WRITTEN PROBLEM A:
Answer these from the condemnation appeal text below:
(i) How many acres of land did the declaration of taking condemn?
(ii) What value did the appellees' appraisers give for Currie immediately before the condemnation?
(iii) What amount did the jury award Concept 70 for the business loss?
WRITTEN PROBLEM B:
Pull out each line of the records that contains the word "wheel".

TEXT TO READ:
This appeal involves a condemnation proceeding between appellant Department of Transportation and appellees Carpets by Ralph Currie, Inc. (“Currie”), and Concept 70 Atlanta, Inc. (“Concept 70”). On October 6,1980, appellant filed its declaration of taking, condemning 2.734 acres of land and various ownership interests connected therewith, including the two leasehold interests that are the subject of this appeal. The land is located at the northwest quadrant of the intersection of Interstate Highways 85 and 285. Appellees were lessees of a building located on the condemned property, which building they used for retail sales showrooms and for warehousing the carpet sold by Currie and the furniture sold by Concept 70. On September 2,1980, after a futile attempt to relocate in the immediate vicinity, Currie sold its assets to Carpet Ventures, Inc., but expressly reserved the right to collect any proceeds allocated pursuant to the condemnation proceedings.
Appellees testified at trial that their location at the condemned site was unique because of the high visibility and exposure from 1-85 *542 and 1-285, the easy access to both of these interstate highways, and the fact that the area surrounding the property was relatively uncluttered by competing traffic. Furthermore, appellees asserted, each store drew customers to the other’s store since both businesses were involved in home furnishings. Each appellee had stores in other locations in metropolitan Atlanta but both insisted that the stores located on the condemned premises were the cornerstones of their businesses.
Appraisers for appellant admitted that an actual purchase of a leasehold interest was “hard to track down” and that they did not find another such sale on which to base their appraisals. Both appraisers used methods of valuation different from the “direct comparison approach.” Their estimates put the value of appellees’ leasehold interest at approximately $40,000 for Currie and approximately $215,000 for Concept 70. Appraisers for appellees testified that the unique value of Currie immediately before the condemnation was $484,000 and that the value after condemnation was zero. The appraisers testified that the replacement value of Concept 70’s leasehold interest would equal approximately $1,000,000.
The jury returned a verdict in favor of Currie for $52,285 for the value of the leasehold interest and $147,715 for the value of the business loss. The jury also returned a verdict in favor of Concept 70 amounting to $590,000 for the leasehold value and $500,000 for the value of the business loss. Appellant bases its appeal on numerous alleged errors on the part of the trial court.

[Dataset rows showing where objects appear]
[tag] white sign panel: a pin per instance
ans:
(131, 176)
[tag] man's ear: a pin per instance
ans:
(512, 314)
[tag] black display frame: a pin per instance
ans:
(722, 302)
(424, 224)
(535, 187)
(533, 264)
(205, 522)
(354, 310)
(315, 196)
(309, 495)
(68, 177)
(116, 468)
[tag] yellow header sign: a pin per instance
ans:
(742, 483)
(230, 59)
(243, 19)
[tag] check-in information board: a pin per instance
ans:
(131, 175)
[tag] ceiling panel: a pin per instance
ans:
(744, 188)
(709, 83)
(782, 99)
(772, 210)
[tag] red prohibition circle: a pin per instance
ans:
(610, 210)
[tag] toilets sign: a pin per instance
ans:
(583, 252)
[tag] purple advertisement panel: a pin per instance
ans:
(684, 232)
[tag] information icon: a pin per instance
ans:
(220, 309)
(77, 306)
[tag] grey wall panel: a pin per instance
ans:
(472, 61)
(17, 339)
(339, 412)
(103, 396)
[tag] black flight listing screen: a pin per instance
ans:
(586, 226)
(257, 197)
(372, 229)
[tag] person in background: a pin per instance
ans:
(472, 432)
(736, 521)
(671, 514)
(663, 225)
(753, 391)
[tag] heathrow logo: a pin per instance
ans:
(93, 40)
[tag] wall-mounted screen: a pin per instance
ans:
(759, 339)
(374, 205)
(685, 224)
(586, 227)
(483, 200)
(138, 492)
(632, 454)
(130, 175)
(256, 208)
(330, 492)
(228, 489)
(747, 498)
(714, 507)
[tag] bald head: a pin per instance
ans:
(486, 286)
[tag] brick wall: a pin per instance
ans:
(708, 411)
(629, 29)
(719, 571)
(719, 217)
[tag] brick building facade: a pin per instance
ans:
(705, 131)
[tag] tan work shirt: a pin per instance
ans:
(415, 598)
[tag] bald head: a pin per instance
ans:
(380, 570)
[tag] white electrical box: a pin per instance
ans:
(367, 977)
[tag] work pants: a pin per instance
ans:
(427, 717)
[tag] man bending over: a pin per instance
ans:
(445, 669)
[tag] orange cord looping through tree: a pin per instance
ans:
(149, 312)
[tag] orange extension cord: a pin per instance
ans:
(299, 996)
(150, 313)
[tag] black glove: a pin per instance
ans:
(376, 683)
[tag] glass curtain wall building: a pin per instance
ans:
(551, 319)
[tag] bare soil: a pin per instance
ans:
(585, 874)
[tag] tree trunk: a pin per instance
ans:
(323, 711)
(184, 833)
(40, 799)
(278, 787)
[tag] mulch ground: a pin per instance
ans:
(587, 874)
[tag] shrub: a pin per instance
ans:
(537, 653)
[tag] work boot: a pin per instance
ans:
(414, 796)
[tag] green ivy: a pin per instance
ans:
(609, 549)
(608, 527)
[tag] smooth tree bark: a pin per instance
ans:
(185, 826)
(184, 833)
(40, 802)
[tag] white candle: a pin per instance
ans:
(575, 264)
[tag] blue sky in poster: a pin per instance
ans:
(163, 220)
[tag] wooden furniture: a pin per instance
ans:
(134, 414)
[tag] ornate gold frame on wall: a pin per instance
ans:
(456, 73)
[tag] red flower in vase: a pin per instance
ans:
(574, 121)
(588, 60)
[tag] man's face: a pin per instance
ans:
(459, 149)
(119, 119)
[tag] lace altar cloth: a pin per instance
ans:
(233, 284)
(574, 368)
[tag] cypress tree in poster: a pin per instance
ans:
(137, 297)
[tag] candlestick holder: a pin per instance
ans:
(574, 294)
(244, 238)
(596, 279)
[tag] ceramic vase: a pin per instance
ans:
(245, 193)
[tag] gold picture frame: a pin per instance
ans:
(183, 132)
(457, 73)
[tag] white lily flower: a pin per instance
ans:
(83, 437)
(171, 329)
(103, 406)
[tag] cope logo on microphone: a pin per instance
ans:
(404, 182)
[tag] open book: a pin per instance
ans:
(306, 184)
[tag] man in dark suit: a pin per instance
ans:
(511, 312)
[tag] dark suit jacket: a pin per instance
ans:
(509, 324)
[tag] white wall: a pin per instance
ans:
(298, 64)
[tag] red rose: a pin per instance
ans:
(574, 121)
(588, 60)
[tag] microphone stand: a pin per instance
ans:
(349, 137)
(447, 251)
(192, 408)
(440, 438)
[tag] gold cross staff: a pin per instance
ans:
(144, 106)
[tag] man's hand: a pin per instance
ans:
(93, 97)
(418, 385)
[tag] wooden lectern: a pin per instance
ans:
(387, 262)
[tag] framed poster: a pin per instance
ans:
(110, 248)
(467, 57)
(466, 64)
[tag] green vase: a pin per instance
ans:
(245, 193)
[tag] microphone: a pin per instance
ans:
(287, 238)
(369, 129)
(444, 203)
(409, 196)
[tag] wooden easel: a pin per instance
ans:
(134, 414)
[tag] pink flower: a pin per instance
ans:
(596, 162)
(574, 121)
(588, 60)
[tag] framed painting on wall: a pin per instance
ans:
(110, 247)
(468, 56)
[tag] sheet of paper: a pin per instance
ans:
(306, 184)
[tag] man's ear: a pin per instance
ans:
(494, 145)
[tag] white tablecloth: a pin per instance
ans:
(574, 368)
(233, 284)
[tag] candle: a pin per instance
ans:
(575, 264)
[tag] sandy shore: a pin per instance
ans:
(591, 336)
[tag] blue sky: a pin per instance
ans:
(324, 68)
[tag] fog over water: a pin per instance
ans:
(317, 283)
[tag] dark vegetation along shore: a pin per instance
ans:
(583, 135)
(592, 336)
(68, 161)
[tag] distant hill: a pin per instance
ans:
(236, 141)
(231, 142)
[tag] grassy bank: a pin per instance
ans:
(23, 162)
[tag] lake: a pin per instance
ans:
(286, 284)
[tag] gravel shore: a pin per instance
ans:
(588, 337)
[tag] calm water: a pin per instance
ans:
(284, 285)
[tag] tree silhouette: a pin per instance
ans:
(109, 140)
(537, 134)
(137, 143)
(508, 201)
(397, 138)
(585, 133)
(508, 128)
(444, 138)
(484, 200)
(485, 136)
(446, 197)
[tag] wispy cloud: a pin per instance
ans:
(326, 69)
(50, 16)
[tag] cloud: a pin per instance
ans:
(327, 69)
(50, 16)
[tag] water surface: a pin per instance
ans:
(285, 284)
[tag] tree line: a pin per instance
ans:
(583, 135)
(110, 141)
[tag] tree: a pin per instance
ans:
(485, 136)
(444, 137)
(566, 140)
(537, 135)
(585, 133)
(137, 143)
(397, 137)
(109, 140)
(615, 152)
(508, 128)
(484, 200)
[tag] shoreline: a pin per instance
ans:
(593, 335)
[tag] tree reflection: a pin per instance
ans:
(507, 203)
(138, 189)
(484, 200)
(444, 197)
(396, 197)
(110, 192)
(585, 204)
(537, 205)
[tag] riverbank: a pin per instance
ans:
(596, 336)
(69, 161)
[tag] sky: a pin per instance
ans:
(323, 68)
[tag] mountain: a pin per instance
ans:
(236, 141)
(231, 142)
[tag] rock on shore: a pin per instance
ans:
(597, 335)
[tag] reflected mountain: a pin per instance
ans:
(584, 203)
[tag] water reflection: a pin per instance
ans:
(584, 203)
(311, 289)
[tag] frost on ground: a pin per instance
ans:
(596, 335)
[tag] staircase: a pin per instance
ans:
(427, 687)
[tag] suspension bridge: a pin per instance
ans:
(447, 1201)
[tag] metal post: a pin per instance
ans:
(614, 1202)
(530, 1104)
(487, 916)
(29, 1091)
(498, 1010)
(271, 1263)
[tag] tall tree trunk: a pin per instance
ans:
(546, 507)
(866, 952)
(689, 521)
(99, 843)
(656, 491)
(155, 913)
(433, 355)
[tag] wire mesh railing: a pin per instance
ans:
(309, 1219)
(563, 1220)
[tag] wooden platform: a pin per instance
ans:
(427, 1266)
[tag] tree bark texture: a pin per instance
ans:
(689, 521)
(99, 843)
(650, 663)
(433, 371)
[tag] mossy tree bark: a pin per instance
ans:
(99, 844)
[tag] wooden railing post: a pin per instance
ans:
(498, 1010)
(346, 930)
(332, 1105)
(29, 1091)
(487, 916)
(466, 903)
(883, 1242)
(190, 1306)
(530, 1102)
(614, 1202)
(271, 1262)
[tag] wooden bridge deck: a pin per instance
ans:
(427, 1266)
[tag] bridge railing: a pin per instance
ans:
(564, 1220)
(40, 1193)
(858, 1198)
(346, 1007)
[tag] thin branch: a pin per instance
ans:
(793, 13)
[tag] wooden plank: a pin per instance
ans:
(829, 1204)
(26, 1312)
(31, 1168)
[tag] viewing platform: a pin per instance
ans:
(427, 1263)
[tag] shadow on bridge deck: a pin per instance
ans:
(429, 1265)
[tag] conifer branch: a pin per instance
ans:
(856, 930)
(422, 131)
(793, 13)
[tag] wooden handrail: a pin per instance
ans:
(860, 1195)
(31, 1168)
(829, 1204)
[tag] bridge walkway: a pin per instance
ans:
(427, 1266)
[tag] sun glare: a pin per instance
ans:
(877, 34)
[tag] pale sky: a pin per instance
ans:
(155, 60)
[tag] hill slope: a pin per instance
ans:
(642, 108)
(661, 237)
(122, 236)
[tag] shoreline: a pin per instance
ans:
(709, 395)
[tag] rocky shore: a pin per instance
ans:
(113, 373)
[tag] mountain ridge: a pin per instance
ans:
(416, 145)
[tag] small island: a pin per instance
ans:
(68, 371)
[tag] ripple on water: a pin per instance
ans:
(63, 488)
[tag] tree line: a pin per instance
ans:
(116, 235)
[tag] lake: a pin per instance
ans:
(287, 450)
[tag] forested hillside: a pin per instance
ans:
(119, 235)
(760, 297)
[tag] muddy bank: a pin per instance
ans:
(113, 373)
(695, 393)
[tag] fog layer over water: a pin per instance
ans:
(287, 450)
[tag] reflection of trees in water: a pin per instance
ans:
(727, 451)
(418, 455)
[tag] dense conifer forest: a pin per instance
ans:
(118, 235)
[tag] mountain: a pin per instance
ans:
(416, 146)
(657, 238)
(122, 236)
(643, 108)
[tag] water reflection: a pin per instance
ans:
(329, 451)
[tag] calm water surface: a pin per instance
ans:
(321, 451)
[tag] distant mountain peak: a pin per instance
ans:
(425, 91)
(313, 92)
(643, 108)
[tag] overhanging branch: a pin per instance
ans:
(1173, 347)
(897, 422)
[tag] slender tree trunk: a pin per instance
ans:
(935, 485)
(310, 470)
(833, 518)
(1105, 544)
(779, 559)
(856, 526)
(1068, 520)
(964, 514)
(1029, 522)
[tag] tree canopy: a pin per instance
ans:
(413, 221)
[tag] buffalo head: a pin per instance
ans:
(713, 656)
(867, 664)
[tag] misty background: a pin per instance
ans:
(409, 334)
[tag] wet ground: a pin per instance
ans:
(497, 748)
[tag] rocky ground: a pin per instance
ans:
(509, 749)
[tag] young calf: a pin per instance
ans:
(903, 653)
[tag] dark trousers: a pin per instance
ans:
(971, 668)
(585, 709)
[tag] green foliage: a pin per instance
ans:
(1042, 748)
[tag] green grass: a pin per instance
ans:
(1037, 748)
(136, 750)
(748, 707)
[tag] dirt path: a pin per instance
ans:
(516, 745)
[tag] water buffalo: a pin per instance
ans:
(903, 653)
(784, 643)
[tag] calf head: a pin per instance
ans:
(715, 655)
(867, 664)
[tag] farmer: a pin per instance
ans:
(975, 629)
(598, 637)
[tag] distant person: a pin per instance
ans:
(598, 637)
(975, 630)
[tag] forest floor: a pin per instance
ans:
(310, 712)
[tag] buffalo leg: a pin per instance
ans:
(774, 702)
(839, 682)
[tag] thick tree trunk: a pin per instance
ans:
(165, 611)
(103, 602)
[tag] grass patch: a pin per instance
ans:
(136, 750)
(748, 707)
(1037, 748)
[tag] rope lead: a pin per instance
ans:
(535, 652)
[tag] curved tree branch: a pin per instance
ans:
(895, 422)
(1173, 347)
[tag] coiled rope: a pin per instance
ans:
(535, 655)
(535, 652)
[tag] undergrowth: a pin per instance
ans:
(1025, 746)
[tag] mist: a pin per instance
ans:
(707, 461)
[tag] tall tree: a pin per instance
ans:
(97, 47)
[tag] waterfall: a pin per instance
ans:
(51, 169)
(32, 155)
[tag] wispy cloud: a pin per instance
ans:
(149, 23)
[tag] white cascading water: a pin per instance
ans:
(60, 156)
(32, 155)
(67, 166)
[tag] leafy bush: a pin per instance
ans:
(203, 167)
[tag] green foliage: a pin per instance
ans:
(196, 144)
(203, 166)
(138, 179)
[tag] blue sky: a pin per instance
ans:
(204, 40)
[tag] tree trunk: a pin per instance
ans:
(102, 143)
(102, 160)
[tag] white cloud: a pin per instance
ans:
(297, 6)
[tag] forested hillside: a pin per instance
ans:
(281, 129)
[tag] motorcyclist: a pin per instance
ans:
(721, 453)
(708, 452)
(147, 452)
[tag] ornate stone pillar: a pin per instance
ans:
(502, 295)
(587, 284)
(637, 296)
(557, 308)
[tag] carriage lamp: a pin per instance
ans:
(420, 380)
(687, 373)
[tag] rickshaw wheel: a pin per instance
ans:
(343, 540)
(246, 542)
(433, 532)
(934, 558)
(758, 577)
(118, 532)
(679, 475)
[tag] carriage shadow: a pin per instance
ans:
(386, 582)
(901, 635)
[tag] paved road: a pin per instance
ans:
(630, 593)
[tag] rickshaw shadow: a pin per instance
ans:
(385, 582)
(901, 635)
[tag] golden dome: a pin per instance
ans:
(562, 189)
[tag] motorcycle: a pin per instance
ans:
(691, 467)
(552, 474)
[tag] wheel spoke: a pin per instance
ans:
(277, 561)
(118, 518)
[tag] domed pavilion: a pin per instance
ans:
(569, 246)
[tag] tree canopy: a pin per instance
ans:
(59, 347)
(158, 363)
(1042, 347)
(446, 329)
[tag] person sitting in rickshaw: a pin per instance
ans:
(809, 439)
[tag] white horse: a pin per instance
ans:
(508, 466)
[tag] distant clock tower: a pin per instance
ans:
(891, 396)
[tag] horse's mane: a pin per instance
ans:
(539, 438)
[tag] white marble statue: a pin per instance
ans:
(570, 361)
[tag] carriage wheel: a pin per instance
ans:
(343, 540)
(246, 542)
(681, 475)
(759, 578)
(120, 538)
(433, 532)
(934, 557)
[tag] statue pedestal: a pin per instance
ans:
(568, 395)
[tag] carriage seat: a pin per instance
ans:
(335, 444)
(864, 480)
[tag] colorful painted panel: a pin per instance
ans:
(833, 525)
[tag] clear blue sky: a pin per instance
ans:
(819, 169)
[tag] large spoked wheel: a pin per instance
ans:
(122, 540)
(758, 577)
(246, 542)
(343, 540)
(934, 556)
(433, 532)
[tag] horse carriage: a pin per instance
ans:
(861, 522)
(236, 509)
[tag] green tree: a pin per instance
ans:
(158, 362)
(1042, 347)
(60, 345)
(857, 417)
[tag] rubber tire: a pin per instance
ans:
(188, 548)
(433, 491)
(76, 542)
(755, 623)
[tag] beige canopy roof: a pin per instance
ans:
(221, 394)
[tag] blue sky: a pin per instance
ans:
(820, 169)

EXPECTED ANSWER A:
(i) 2.734 acres
(ii) $484,000
(iii) $500,000

EXPECTED ANSWER B:
[tag] rickshaw wheel: a pin per instance
[tag] wheel spoke: a pin per instance
[tag] carriage wheel: a pin per instance
[tag] large spoked wheel: a pin per instance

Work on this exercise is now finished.